* _REQUIRED TASK_
Can you lay out the lines from the one with "Which part of this drawing shows the gravel" up to and including the one with "[0,137,300,142]" as a numbered list, leaving out blank lines and nothing else?

'''

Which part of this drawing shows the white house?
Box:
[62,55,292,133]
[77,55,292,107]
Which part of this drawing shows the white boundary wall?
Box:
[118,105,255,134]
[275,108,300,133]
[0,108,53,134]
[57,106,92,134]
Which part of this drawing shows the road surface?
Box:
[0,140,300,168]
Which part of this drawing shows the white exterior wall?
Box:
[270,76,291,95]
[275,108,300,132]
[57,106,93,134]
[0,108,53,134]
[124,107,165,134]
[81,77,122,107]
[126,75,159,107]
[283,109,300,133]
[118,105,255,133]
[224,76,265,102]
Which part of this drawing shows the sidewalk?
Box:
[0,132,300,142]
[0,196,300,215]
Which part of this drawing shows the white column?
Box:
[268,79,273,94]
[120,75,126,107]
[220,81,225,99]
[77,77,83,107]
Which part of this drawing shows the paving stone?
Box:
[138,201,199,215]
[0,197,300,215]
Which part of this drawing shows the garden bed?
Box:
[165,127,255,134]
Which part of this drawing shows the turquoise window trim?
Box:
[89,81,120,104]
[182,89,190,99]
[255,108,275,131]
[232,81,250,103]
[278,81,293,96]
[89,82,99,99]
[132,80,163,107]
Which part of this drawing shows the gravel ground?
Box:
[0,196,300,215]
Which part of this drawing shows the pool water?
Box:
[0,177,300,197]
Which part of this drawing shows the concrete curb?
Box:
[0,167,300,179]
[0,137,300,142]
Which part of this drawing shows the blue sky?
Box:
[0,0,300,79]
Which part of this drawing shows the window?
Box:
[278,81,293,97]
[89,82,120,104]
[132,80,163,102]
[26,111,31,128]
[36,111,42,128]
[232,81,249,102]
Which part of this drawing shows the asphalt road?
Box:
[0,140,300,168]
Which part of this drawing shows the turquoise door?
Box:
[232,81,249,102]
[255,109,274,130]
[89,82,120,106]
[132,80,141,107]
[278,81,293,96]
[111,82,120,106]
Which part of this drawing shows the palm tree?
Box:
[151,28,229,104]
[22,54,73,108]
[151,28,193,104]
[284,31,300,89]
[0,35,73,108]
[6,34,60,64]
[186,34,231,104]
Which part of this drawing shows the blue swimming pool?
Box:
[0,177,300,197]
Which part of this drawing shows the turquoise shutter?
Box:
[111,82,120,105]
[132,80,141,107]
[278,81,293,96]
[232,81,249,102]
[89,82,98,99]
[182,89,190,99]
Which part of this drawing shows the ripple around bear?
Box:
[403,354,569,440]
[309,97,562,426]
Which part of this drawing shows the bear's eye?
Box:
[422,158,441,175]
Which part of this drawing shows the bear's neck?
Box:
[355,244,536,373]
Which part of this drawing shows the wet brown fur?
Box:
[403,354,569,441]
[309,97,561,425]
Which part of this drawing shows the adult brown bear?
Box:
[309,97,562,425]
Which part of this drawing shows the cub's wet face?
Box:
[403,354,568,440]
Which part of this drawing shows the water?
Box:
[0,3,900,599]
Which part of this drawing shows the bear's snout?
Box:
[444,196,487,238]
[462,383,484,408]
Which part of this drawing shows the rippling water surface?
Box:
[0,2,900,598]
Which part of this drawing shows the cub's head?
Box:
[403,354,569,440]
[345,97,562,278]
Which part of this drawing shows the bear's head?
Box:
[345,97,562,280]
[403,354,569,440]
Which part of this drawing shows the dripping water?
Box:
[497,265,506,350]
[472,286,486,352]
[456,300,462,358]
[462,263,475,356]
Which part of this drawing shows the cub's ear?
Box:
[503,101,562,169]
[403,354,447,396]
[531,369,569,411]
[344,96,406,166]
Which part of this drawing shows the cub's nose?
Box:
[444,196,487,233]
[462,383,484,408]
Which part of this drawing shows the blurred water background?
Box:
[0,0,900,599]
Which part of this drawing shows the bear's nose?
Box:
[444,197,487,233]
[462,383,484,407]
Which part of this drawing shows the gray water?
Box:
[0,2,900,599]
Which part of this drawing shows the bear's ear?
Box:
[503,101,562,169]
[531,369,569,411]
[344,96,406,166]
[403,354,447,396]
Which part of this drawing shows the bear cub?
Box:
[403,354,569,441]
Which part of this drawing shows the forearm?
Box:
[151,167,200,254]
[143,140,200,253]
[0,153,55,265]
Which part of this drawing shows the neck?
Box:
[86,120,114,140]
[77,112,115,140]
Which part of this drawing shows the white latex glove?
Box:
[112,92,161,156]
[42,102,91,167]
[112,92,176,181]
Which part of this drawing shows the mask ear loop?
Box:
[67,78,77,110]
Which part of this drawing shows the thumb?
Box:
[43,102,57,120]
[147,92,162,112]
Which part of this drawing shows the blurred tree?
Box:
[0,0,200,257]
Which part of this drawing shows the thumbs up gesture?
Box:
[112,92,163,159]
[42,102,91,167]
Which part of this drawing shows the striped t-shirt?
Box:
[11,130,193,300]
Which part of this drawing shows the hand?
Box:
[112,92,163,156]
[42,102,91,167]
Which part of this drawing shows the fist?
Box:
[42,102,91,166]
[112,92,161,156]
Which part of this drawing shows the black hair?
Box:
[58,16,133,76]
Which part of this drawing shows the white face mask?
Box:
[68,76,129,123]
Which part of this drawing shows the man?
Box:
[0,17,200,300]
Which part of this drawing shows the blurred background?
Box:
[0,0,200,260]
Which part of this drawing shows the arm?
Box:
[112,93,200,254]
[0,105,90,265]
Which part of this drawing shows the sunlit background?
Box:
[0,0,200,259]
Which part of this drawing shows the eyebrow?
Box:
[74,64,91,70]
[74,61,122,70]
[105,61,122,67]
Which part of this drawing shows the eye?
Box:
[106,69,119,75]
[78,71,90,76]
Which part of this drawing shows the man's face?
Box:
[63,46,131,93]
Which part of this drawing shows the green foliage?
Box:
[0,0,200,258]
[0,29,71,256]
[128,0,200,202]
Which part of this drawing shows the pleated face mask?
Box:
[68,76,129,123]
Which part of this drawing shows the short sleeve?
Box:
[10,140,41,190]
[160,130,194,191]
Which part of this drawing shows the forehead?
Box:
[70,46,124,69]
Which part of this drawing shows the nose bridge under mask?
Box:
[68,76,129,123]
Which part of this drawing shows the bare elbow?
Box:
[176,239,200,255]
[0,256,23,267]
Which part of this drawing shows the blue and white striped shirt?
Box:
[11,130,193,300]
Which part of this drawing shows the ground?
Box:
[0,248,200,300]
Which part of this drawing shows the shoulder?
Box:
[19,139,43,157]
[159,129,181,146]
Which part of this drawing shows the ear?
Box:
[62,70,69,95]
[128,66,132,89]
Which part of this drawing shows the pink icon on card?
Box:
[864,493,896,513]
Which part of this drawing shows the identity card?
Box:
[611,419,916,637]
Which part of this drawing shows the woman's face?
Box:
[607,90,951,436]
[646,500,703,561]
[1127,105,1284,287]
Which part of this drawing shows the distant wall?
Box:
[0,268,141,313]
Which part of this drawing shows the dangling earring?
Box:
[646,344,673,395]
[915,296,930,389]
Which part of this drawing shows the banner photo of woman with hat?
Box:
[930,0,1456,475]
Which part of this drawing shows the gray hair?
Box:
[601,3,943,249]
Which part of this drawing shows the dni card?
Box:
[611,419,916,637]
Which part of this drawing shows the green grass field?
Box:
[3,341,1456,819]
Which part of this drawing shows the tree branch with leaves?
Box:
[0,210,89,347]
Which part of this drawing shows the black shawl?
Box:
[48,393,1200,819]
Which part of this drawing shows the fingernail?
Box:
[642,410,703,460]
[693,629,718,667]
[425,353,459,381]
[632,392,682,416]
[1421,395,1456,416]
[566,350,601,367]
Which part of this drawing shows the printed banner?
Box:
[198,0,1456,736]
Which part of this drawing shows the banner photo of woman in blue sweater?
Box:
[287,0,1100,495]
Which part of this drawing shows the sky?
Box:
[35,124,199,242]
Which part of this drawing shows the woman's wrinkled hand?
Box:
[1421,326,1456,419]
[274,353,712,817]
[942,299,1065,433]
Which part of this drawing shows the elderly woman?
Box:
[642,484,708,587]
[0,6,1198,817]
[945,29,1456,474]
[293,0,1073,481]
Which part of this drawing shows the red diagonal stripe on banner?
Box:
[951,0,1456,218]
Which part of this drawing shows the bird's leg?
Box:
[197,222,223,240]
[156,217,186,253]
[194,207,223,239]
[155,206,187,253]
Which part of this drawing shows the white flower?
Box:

'''

* _TASK SOLUTION_
1. Which part of this drawing shows the gravel ground?
2. Box:
3. [0,196,300,215]
4. Which part of this drawing shows the pool water?
5. Box:
6. [0,177,300,197]
7. Which part of this drawing shows the concrete curb?
8. Box:
9. [0,167,300,179]
10. [0,137,300,142]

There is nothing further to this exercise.